TASK ITEM:
The required output is the line containing "Please mark the coach" followed by every line after it to the end of the listing, each written out exactly.

DATA SUPPLIED:
|---|
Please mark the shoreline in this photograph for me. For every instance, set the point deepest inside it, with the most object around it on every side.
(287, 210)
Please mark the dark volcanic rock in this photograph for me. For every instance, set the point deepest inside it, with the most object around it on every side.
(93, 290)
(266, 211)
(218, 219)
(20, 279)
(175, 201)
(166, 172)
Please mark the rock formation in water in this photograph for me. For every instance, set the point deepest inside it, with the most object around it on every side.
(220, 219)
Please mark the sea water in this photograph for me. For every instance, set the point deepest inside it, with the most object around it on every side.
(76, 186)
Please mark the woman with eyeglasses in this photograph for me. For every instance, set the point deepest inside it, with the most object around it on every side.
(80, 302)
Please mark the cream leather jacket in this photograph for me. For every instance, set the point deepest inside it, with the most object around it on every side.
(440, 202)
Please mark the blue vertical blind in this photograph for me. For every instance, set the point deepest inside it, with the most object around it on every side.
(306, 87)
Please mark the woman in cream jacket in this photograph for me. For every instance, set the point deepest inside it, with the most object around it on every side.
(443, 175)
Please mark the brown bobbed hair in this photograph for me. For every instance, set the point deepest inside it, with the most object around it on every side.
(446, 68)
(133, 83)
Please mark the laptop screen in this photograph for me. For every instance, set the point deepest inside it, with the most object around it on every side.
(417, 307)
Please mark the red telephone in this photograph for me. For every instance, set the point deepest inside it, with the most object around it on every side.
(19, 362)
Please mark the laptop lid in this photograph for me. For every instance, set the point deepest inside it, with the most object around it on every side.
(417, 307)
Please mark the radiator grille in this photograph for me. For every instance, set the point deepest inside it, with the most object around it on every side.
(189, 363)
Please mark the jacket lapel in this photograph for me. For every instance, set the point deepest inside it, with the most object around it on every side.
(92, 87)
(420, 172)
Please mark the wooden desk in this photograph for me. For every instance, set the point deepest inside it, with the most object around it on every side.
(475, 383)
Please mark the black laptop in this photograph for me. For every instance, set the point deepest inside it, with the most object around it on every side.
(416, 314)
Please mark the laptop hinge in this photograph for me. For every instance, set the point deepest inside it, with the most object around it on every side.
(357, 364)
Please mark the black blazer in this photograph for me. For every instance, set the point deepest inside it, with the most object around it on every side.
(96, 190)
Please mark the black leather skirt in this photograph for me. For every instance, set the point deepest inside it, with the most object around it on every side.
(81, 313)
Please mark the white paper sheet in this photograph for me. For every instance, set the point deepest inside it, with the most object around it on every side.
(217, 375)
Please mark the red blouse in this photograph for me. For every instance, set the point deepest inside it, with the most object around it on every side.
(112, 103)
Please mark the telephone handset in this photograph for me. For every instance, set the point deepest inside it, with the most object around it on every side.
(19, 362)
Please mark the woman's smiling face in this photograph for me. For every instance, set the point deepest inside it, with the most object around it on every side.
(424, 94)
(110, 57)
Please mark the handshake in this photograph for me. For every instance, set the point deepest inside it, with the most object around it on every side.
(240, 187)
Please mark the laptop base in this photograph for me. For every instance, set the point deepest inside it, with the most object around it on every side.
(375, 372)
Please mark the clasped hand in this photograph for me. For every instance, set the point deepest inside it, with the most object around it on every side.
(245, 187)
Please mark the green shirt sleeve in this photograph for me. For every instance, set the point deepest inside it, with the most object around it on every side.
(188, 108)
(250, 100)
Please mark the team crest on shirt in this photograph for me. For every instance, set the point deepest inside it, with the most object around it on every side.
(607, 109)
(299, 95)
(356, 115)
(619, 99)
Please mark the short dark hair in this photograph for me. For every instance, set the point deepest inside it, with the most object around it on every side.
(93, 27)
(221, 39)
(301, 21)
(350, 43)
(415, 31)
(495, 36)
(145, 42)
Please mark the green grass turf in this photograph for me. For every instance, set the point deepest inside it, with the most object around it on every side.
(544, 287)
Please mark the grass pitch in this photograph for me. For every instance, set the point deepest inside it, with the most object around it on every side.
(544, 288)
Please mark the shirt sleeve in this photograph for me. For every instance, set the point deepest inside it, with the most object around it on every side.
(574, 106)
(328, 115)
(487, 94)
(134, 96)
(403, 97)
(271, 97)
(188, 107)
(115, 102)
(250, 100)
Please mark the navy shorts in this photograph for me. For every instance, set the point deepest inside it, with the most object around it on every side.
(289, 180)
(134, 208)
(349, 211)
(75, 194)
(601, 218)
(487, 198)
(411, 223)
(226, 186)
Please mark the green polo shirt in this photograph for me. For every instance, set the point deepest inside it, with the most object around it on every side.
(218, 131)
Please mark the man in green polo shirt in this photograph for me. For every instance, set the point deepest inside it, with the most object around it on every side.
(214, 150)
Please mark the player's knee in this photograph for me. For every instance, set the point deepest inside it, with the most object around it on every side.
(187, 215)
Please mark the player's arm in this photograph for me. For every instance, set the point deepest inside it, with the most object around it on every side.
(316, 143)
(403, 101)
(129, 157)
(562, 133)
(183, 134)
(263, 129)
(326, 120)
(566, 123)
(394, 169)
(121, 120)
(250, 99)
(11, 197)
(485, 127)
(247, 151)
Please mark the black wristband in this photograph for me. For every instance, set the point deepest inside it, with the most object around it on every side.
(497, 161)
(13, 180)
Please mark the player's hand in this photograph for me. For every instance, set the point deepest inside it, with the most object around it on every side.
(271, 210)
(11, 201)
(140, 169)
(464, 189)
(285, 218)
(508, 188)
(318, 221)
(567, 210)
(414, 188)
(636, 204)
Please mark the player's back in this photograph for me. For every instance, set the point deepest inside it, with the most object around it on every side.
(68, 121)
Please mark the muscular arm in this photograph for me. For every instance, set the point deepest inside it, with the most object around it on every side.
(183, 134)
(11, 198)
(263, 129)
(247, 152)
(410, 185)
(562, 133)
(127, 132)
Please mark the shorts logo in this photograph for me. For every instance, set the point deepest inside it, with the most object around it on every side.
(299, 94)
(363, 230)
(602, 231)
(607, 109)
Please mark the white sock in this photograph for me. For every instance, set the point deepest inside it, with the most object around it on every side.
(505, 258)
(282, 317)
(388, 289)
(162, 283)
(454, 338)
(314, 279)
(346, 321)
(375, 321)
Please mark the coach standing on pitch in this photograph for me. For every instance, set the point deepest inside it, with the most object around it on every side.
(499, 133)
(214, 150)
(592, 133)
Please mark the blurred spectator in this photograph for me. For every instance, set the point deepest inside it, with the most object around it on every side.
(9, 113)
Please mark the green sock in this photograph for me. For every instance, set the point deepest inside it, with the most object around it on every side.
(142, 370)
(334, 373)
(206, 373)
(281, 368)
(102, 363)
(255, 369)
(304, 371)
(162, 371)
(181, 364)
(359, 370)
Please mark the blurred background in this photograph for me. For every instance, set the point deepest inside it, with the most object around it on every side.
|---|
SOLUTION TO THIS EXERCISE:
Please mark the coach standing on pitch in this photograph for me. For every instance, set the point deepest inside it, with the most object around it on every side.
(499, 133)
(214, 150)
(592, 133)
Please mark the blurred spectator in this photograph for me. For every instance, set the point deepest inside it, with the most object around it on every side.
(9, 113)
Please mark the green sock in this photograph for me. For every instance, set the point deepest inside it, with the most object around it on every side.
(142, 370)
(334, 373)
(206, 373)
(281, 368)
(102, 363)
(255, 369)
(304, 371)
(162, 371)
(181, 364)
(359, 370)
Please mark the blurred background in this photograph for me. For every instance, set the point deepest inside it, with the most object around it on every side.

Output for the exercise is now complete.